● **Stated problem**: Show, copied in full, each line of the entries below that contains the string "shallow". Treat uppercase and lowercase as distinct when matching.

++++ Supplied material

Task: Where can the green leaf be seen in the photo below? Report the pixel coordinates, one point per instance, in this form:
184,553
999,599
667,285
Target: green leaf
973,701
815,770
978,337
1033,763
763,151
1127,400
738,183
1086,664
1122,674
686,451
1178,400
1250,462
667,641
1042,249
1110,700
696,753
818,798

++++++++
++++ Supplied material

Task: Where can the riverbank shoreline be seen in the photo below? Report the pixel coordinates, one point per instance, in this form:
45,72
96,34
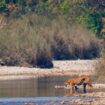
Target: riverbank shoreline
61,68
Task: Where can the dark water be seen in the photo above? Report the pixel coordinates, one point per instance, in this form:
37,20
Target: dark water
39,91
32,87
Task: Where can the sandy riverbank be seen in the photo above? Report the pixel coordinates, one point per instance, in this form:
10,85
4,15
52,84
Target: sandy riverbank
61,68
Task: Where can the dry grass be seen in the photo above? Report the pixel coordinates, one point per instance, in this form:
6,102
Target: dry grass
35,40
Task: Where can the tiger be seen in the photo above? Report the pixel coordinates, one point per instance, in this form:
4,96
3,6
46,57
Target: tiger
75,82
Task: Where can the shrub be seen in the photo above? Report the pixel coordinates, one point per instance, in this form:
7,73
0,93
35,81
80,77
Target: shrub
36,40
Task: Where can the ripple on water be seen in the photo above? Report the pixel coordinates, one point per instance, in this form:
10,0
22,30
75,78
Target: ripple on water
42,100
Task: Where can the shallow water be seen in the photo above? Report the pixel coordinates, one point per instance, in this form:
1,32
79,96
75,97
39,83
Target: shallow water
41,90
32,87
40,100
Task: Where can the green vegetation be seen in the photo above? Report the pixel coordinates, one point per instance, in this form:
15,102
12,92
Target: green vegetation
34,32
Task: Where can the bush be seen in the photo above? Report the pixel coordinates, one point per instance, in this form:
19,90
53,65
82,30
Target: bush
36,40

++++++++

● **Response to this exercise**:
Task: Where can the shallow water be seen in the photo above? Report the pixel coordinates, one point per instance, in this form:
Target: shallow water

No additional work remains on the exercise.